(Data listing)
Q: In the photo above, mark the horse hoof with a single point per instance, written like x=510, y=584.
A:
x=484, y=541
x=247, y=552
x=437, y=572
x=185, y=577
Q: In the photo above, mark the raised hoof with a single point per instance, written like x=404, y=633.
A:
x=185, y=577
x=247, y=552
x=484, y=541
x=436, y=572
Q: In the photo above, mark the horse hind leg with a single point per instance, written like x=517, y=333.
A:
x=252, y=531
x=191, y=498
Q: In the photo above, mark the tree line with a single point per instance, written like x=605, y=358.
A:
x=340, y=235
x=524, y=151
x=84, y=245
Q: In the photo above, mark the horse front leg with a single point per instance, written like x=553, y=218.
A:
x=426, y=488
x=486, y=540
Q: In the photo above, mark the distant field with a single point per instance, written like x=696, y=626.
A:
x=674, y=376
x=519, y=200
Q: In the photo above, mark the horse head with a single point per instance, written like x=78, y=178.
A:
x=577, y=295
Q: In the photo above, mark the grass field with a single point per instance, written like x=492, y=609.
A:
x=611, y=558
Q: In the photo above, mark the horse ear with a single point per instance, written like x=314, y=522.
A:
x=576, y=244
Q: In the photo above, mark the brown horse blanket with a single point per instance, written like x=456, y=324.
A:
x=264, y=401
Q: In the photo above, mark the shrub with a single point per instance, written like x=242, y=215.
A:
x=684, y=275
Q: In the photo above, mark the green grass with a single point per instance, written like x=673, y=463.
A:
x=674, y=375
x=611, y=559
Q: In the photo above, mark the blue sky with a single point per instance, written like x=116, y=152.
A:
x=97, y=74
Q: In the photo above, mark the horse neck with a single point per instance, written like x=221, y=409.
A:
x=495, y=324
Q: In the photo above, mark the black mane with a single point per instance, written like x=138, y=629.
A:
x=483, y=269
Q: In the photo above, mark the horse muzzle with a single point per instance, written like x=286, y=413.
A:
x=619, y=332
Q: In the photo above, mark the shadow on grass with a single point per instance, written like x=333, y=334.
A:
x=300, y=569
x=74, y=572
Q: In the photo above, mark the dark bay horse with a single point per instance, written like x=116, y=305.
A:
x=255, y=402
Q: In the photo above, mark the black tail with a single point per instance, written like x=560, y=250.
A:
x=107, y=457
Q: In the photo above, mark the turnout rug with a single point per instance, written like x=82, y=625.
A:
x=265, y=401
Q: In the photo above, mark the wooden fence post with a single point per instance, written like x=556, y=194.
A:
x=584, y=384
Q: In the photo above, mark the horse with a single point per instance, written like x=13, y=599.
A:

■ Exercise objective ■
Return every line of the material above without changing anything.

■ Response to this task ■
Q: In the photo above, mark the horse hoof with a single point per instance, written like x=510, y=584.
A:
x=484, y=541
x=247, y=552
x=437, y=572
x=185, y=577
Q: In the photo above, mark the raised hoof with a single point per instance, written like x=404, y=633.
A:
x=185, y=577
x=247, y=552
x=484, y=541
x=436, y=572
Q: In the photo above, mark the horse hind leg with a single point per instance, written like x=517, y=333.
A:
x=252, y=531
x=191, y=498
Q: In the photo above, mark the tree line with a single point per instance, written like x=605, y=358.
A:
x=340, y=235
x=524, y=151
x=84, y=245
Q: In the photo above, mark the horse front leg with a single point per instance, written like x=553, y=218.
A:
x=426, y=488
x=486, y=540
Q: In the photo above, mark the distant field with a single point per instance, written like x=696, y=626.
A:
x=674, y=376
x=519, y=200
Q: In the photo above, mark the horse head with a single point per instance, written like x=78, y=178.
A:
x=577, y=295
Q: In the photo above, mark the grass field with a single point per instance, written like x=492, y=609.
A:
x=611, y=558
Q: In the photo above, mark the horse ear with a single point per instance, written like x=314, y=522.
A:
x=576, y=244
Q: In the photo above, mark the brown horse blanket with a single point per instance, written like x=456, y=324.
A:
x=264, y=401
Q: In the photo above, mark the shrub with a single point per instance, written like x=242, y=215.
A:
x=684, y=275
Q: In the photo above, mark the green grass with a single point per instance, written like x=673, y=463.
A:
x=674, y=375
x=611, y=559
Q: In the photo above, mark the blue sky with a single point per instance, written like x=116, y=152.
A:
x=97, y=74
Q: In the photo above, mark the horse neck with a single point per instance, written like x=221, y=409.
A:
x=495, y=324
Q: In the photo above, mark the black mane with a single point per instance, written like x=138, y=629.
A:
x=483, y=269
Q: In the photo above, mark the horse muzzle with a single point per instance, written like x=286, y=413.
A:
x=619, y=332
Q: In the photo above, mark the shadow on grass with a single point per instance, written like x=333, y=334.
A:
x=300, y=569
x=74, y=572
Q: In the photo above, mark the dark bay horse with a single point per instance, written like x=116, y=305.
A:
x=255, y=402
Q: In the photo above, mark the black tail with a single point per instance, written like x=560, y=250.
A:
x=107, y=457
Q: In the photo above, mark the turnout rug with a single point per instance, written like x=82, y=625.
A:
x=265, y=401
Q: In the photo above, mark the wooden fence post with a single point per instance, written like x=556, y=194.
A:
x=584, y=384
Q: In the photo above, mark the horse with a single point per instance, written like x=13, y=599.
A:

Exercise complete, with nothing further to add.